> **Brief**
Every entry should be repeated exactly. Omit the pictures.

> **Image point grounding data**
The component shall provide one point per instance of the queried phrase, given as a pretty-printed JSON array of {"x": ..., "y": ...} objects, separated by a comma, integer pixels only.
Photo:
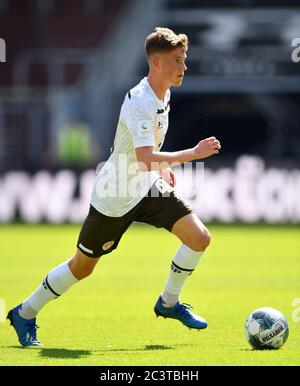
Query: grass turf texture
[{"x": 108, "y": 319}]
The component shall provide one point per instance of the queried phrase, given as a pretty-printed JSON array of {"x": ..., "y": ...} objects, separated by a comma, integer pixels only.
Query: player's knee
[{"x": 201, "y": 241}]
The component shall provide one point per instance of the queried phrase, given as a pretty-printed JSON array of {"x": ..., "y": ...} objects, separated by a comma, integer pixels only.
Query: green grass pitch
[{"x": 108, "y": 319}]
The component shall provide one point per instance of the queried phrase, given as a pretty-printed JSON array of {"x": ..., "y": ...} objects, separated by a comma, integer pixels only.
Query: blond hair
[{"x": 164, "y": 40}]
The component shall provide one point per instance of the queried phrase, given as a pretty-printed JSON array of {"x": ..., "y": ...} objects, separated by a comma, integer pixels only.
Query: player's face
[{"x": 173, "y": 66}]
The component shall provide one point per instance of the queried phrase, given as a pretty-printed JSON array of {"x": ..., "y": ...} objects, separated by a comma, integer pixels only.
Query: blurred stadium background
[{"x": 68, "y": 65}]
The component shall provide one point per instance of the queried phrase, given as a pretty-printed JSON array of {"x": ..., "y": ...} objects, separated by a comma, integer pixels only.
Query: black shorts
[{"x": 101, "y": 234}]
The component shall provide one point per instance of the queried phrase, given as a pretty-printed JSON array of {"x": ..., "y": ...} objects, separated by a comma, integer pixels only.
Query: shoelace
[{"x": 186, "y": 309}]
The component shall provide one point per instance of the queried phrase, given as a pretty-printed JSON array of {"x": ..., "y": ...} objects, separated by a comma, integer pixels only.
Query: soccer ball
[{"x": 266, "y": 328}]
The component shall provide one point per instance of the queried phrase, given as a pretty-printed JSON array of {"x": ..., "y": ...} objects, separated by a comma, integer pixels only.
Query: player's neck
[{"x": 157, "y": 86}]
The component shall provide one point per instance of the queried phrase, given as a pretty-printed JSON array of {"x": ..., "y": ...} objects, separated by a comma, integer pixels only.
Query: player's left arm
[{"x": 169, "y": 176}]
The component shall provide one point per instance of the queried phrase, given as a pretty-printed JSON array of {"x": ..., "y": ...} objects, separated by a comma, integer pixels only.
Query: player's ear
[{"x": 155, "y": 61}]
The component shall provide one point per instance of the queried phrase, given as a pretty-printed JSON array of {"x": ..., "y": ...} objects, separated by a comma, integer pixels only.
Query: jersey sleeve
[{"x": 139, "y": 122}]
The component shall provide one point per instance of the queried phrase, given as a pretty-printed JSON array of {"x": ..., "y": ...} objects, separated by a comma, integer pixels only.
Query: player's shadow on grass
[
  {"x": 77, "y": 354},
  {"x": 63, "y": 353}
]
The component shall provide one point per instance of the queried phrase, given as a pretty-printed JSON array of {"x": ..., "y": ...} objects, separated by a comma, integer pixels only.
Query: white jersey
[{"x": 120, "y": 184}]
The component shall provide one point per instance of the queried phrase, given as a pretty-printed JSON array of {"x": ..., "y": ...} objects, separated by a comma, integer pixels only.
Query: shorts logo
[{"x": 107, "y": 245}]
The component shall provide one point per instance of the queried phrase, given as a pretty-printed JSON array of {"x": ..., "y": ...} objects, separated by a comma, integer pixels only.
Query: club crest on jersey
[
  {"x": 144, "y": 127},
  {"x": 107, "y": 245}
]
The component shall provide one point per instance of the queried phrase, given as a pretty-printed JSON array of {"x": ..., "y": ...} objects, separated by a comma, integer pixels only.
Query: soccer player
[{"x": 136, "y": 184}]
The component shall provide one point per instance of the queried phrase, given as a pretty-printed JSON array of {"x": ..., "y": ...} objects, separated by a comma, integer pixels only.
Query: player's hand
[
  {"x": 207, "y": 147},
  {"x": 168, "y": 175}
]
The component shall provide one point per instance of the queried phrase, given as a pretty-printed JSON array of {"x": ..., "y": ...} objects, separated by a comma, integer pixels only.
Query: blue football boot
[
  {"x": 25, "y": 329},
  {"x": 181, "y": 312}
]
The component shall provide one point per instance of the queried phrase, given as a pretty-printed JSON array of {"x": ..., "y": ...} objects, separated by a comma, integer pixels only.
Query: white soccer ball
[{"x": 266, "y": 328}]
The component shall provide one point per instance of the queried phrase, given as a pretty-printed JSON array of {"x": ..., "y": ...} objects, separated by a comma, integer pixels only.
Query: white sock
[
  {"x": 183, "y": 264},
  {"x": 57, "y": 282}
]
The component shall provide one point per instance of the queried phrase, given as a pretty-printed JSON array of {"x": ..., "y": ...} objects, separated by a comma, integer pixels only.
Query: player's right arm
[{"x": 150, "y": 159}]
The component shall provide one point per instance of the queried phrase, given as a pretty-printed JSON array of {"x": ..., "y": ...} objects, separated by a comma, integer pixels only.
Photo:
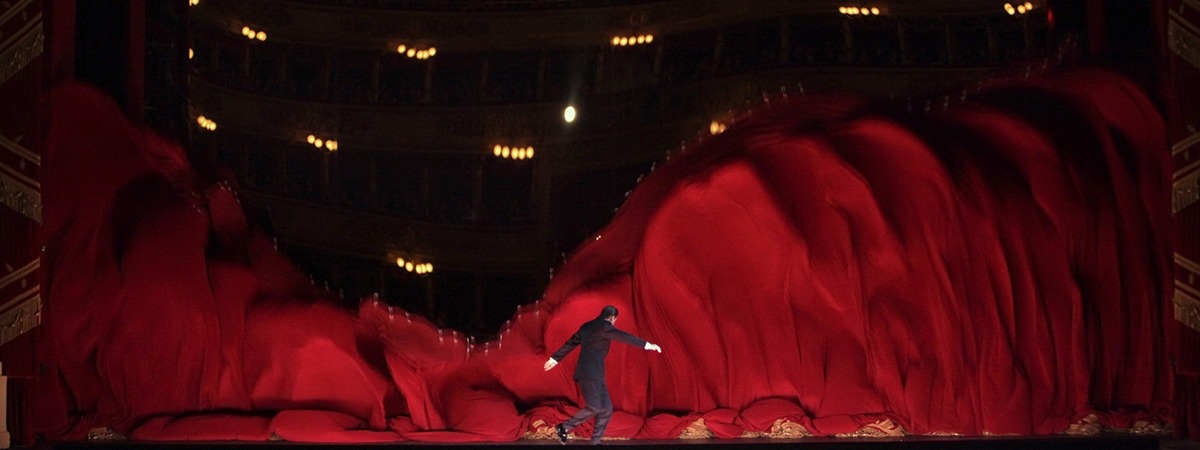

> **Output of the task**
The component shall provide one point per instance of the queried phrase, given as a pretty-printed JSON array of {"x": ..., "y": ...} objects, separated by a comma, integer pixels only.
Photo:
Query: grass turf texture
[{"x": 108, "y": 319}]
The component shall provide one point per instance of the queried phrase, given as a pretty-printed JSON array of {"x": ..., "y": ...} objects, separated by a comma, integer pixels only.
Query: player's knee
[{"x": 201, "y": 241}]
The component shall provide one point per instance of the queried phrase, given as a pretty-printed JSON array of {"x": ..., "y": ...} objects, separated by a comma, integer pixels only.
Query: green grass pitch
[{"x": 108, "y": 319}]
The component shall provide one point per instance of the queried phrase, given as a pretty-printed JSON array of {"x": ..., "y": ...} objects, separated by a comma, integer pixels only.
Query: blond hair
[{"x": 164, "y": 40}]
The component shall provide one point per instance of the queried phrase, given as a pretty-printed JSON array of {"x": ..., "y": ...} objects, separated by a comma, integer pixels only.
Query: player's face
[{"x": 173, "y": 66}]
The component shall provide one point per instance of the queried phrase, given as a pretty-printed JSON array of {"x": ..., "y": ...} objects, separated by a comma, integer pixels only.
Query: blurred stadium background
[{"x": 68, "y": 65}]
The component shall provide one point per instance of the queried phrase, given as a pretty-printed JSON array of {"x": ..., "y": ...} objects, separated by a comma, integer pixels only.
Query: black shorts
[{"x": 101, "y": 234}]
The component shall provide one point per instance of the queried phrase, given as a pretty-printed JSON array of {"x": ..., "y": ...} objects, separated by a comma, integer pixels only.
Query: shoelace
[{"x": 186, "y": 309}]
The component shall provide one point per instance of the queried phrase, given as a pretty-printed JSON array of {"x": ..., "y": ...} objects, separated by a comma, integer pixels only.
Query: soccer ball
[{"x": 266, "y": 328}]
The component shall provide one point per instance of the queried phrase, given as a pretty-printed JSON array of {"x": ..., "y": ...} objects, separated by a comma, integer pixels only.
Query: player's neck
[{"x": 157, "y": 86}]
The component shall provide one point per instance of the queried phrase, given as a pretty-printed JSON array of {"x": ..., "y": ...} objects, separated by a comma, integer pixels only.
Query: player's left arm
[{"x": 169, "y": 176}]
The component shall provide one point per instance of the queried phrase, given as a pretty-printed JSON array of {"x": ..., "y": ...} objects, separated by a comma, integer pixels only.
Query: player's ear
[{"x": 155, "y": 61}]
The component shall provide one point per instance of the queried phrase, given as a pretty-printed JSON array of {"x": ..., "y": ...} objects, separated by a comma, integer pixels only.
Query: jersey sleeve
[{"x": 139, "y": 122}]
The component shall provide one point per instance of the queried phrase, given as a pretty-printed JSON array of {"x": ..., "y": ...} objects, separated by a comma, integer pixels only.
Query: player's shadow on grass
[
  {"x": 77, "y": 354},
  {"x": 63, "y": 353}
]
The component shall provide one point per instance of the queried phrase, given as a pretty-printed JSON array of {"x": ..., "y": ...} objects, separated by a comma, integer pixels only.
Query: white jersey
[{"x": 120, "y": 184}]
The component shall provide one point per instance of the queried phrase, given as a pretty-printed JSON array of {"x": ..., "y": ...} objects, separated by a comma, integer pixels only.
Query: shorts logo
[{"x": 107, "y": 245}]
The component shall provide one point per instance of the queried phrase, given as a pretty-printed JSON array of {"x": ..., "y": ...} objects, separated by a comma, integer pixels only.
Query: club crest on jersey
[
  {"x": 144, "y": 127},
  {"x": 107, "y": 245}
]
The component shall provide one point per instance of the queried phrase, given as a pretty-printed JSON array of {"x": ..., "y": ...} objects, separated by a comma, integer pixels only.
Query: soccer player
[{"x": 136, "y": 184}]
The component shall provide one point per instance of the queried phrase, given as a pretty-printed JSON array of {"x": ..., "y": ...} objects, separated by a comma, integer pixels only.
Query: player's hand
[
  {"x": 207, "y": 147},
  {"x": 168, "y": 175}
]
The component shall provide one point per instance of the queried phrase, given as a pretty-printed JSON array of {"x": ..., "y": ...} objects, separated by a comma, integer pixels only.
Query: blue football boot
[
  {"x": 25, "y": 329},
  {"x": 181, "y": 312}
]
The component shall provide one point per instance of the queried phrase, given as a pretty-printed JSON array of {"x": ..., "y": ...} objects, separated by a comma, integer pixels only.
Query: white soccer ball
[{"x": 266, "y": 328}]
The component shall provide one point per instance of the queried phrase, given as a pretty-printed JSON array of {"x": ..., "y": ...} objects, separated by a comma, integer pixels only.
Query: white sock
[
  {"x": 183, "y": 264},
  {"x": 57, "y": 282}
]
The component shall provide one point per instance of the queried phrase, given as a pretty-printed JSON array of {"x": ..., "y": ...} objects, separated by a comma, integer pixels only.
Query: player's right arm
[{"x": 150, "y": 159}]
The component shall provide one point per instance of the queried phrase, given as a pretty-printed JSON array of {"x": ..., "y": ...} objects, separated by a comma, integer pixels only.
Photo:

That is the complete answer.